----- Given records

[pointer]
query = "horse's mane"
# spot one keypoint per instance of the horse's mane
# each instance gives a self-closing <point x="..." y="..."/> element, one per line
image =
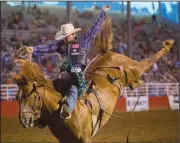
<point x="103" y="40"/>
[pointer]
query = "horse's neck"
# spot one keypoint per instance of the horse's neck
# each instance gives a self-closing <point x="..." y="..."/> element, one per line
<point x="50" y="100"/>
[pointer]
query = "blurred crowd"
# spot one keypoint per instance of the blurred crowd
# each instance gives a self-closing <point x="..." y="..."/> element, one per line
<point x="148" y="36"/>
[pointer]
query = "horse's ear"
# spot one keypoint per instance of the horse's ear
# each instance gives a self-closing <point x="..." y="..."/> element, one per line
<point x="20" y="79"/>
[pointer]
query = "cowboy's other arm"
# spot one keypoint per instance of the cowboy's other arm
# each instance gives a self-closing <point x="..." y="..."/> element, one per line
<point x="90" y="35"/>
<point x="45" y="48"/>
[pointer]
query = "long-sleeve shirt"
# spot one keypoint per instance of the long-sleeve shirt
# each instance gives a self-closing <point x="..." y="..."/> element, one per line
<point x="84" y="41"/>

----------
----- Given records

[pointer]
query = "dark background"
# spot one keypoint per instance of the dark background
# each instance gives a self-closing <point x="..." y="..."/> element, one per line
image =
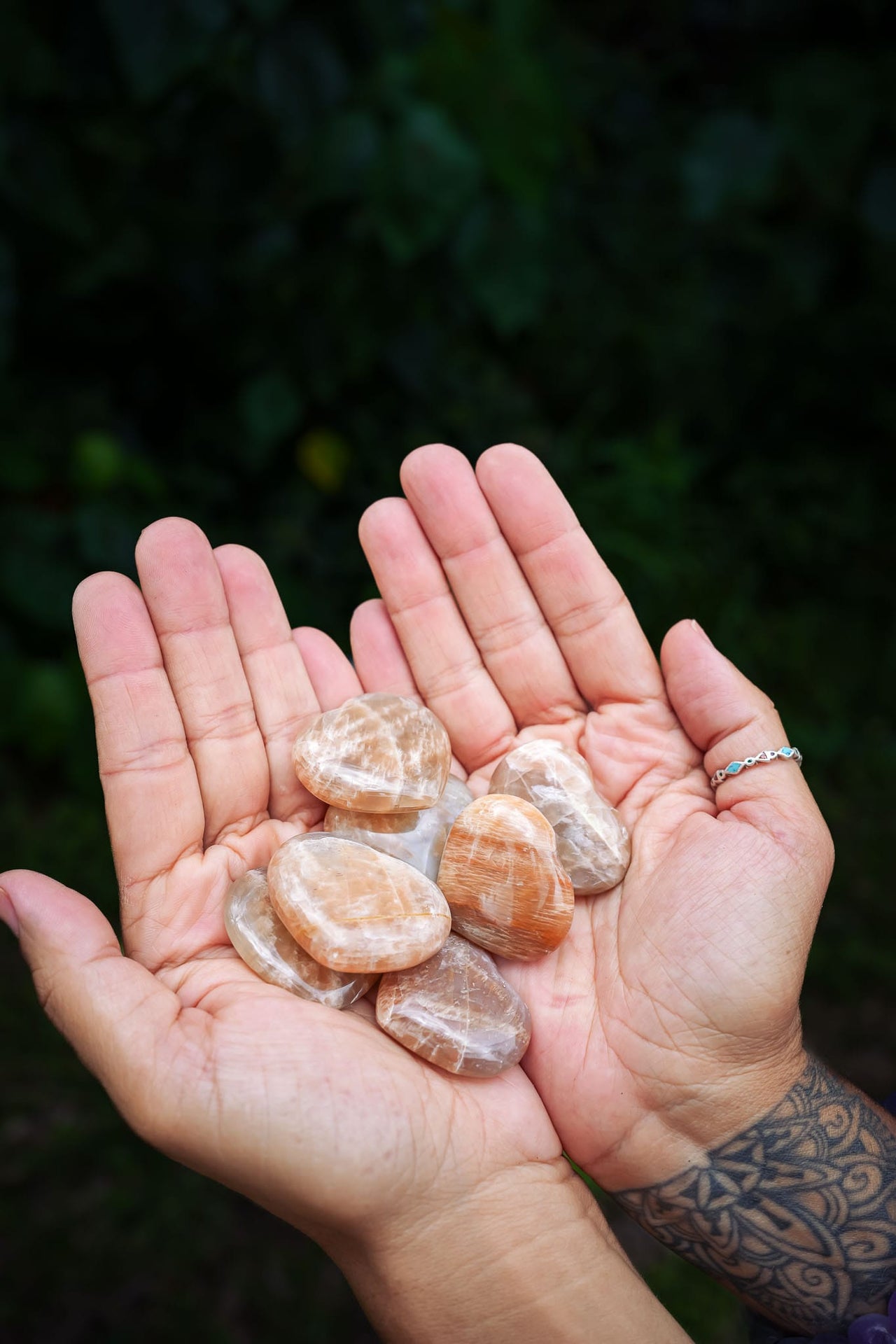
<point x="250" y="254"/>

----------
----- Given records

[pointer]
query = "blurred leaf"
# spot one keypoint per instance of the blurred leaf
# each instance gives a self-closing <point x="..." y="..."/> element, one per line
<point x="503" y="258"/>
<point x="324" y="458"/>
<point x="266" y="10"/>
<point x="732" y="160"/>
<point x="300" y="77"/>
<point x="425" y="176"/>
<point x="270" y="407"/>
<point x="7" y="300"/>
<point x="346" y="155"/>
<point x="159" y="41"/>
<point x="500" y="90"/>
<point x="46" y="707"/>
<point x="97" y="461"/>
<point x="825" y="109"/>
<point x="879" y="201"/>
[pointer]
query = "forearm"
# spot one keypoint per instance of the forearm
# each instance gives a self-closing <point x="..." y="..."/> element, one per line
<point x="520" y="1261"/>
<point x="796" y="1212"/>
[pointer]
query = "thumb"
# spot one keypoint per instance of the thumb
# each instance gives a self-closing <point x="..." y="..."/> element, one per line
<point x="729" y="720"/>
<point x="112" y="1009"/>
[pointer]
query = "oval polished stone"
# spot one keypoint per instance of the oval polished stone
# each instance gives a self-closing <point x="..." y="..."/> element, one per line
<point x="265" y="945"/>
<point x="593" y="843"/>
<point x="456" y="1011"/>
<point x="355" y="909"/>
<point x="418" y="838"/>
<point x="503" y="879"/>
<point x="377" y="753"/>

----------

Which lines in the listing above contain the word "mane"? Return each of those lines in full.

Task answer:
query = "horse's mane"
# spot one keypoint per instance of the horse's mane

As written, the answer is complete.